++++ DATASET EXCERPTS ++++

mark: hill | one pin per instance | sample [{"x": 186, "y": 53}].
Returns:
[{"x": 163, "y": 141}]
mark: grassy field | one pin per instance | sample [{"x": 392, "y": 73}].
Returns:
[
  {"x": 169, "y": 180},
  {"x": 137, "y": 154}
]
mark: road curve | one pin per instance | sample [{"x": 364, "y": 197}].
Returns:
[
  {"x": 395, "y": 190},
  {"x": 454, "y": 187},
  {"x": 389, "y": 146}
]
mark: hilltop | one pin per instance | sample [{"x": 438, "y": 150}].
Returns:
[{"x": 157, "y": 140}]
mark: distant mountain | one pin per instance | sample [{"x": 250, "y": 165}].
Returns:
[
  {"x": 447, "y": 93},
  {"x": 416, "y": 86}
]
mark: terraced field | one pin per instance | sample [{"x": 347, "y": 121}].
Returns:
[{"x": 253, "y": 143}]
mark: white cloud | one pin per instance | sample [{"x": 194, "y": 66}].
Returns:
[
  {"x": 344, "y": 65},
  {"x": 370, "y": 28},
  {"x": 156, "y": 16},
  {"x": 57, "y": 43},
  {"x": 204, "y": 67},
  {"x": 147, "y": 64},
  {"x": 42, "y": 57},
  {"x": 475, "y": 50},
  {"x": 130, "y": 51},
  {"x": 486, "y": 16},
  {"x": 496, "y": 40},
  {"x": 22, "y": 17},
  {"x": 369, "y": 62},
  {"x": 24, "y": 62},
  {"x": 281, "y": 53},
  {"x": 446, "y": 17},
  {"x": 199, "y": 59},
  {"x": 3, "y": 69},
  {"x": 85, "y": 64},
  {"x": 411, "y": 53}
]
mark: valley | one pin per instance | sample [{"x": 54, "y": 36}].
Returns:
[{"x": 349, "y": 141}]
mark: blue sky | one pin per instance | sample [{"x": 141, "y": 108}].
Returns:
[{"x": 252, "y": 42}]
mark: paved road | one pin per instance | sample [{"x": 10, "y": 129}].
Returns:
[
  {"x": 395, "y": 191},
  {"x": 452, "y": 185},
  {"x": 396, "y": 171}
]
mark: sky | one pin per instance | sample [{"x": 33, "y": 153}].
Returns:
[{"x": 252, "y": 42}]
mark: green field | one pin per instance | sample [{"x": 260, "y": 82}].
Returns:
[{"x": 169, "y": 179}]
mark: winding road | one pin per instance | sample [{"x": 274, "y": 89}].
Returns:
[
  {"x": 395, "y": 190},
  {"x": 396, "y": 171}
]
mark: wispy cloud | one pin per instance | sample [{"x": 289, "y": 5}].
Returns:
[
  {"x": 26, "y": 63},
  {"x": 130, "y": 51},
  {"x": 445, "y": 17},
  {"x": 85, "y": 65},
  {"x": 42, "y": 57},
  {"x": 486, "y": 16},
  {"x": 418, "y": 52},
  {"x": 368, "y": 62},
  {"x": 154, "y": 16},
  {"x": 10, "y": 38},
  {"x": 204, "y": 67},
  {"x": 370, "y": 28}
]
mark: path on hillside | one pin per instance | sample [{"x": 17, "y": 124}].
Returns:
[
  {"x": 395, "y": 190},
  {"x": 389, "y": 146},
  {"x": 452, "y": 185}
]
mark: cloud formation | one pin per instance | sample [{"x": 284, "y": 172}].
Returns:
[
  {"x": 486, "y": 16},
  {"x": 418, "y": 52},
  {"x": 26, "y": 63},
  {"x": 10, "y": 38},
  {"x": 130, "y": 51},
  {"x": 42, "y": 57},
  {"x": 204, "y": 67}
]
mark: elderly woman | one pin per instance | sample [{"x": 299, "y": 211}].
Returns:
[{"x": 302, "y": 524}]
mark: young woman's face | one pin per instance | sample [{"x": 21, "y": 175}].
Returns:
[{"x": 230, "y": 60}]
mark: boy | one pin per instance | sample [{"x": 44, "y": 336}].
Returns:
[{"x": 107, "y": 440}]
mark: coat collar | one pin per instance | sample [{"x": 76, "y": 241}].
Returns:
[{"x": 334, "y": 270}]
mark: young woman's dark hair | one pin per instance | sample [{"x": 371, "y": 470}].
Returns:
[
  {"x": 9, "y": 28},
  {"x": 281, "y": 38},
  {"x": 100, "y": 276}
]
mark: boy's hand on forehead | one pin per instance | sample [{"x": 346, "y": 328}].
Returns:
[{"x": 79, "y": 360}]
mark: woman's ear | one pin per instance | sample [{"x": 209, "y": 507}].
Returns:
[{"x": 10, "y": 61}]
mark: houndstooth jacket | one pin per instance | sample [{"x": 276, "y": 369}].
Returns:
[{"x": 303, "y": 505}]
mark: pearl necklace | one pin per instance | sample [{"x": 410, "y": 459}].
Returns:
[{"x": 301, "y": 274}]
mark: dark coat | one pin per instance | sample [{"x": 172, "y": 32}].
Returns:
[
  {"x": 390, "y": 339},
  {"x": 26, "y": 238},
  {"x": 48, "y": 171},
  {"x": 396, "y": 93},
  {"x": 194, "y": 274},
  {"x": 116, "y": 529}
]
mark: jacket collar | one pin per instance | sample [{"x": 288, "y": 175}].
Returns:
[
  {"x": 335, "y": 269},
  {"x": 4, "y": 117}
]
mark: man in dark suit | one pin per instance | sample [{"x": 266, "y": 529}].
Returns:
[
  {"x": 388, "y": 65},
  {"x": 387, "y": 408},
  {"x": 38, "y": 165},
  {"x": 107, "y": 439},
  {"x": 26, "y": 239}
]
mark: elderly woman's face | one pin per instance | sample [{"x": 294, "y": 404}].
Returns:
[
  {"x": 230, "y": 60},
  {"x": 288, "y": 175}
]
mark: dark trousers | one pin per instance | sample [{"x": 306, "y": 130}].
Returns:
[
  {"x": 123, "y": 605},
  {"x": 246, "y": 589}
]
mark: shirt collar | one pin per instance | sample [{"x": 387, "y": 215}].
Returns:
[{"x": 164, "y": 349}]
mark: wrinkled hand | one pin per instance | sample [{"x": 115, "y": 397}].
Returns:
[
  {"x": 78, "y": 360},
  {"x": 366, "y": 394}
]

++++

TASK REQUIREMENTS:
Return only this span, exactly: the line that contains "mark: boy's hand" and all lines after it to the end of the records.

ANSWER AREA:
mark: boy's hand on forehead | one pin per instance | sample [{"x": 346, "y": 328}].
Returns:
[{"x": 79, "y": 360}]
mark: woman's ear | one pin per instance | sample [{"x": 209, "y": 507}].
Returns:
[{"x": 10, "y": 61}]
mark: houndstooth jacket | one pin per instance | sample [{"x": 276, "y": 369}].
Returns:
[{"x": 303, "y": 505}]
mark: pearl necklace | one pin per instance | sample [{"x": 410, "y": 459}].
Returns:
[{"x": 301, "y": 274}]
mark: dark coat | one pin per instance | sample [{"x": 172, "y": 32}].
Returns:
[
  {"x": 390, "y": 339},
  {"x": 26, "y": 238},
  {"x": 48, "y": 171},
  {"x": 396, "y": 93},
  {"x": 194, "y": 274},
  {"x": 116, "y": 529}
]
mark: jacket collar | one pin per instance | sample [{"x": 288, "y": 175}].
Returns:
[
  {"x": 335, "y": 269},
  {"x": 4, "y": 117}
]
mark: man in dark suit | one pin per instance | sample [{"x": 266, "y": 529}].
Returns:
[
  {"x": 388, "y": 65},
  {"x": 387, "y": 408},
  {"x": 38, "y": 165},
  {"x": 107, "y": 439},
  {"x": 26, "y": 239}
]
mark: elderly woman's face | one pin per instance | sample [{"x": 294, "y": 404}].
Returns:
[
  {"x": 230, "y": 60},
  {"x": 288, "y": 175}
]
mark: dark trousers | one pin per instance | sample [{"x": 306, "y": 130}].
Returns:
[
  {"x": 123, "y": 605},
  {"x": 246, "y": 589}
]
mark: shirt collar | one pin per instance | sample [{"x": 387, "y": 215}].
Returns:
[{"x": 164, "y": 349}]
mark: wrinkled hand | one pin per instance | sample [{"x": 115, "y": 397}].
Returns:
[
  {"x": 78, "y": 360},
  {"x": 366, "y": 394}
]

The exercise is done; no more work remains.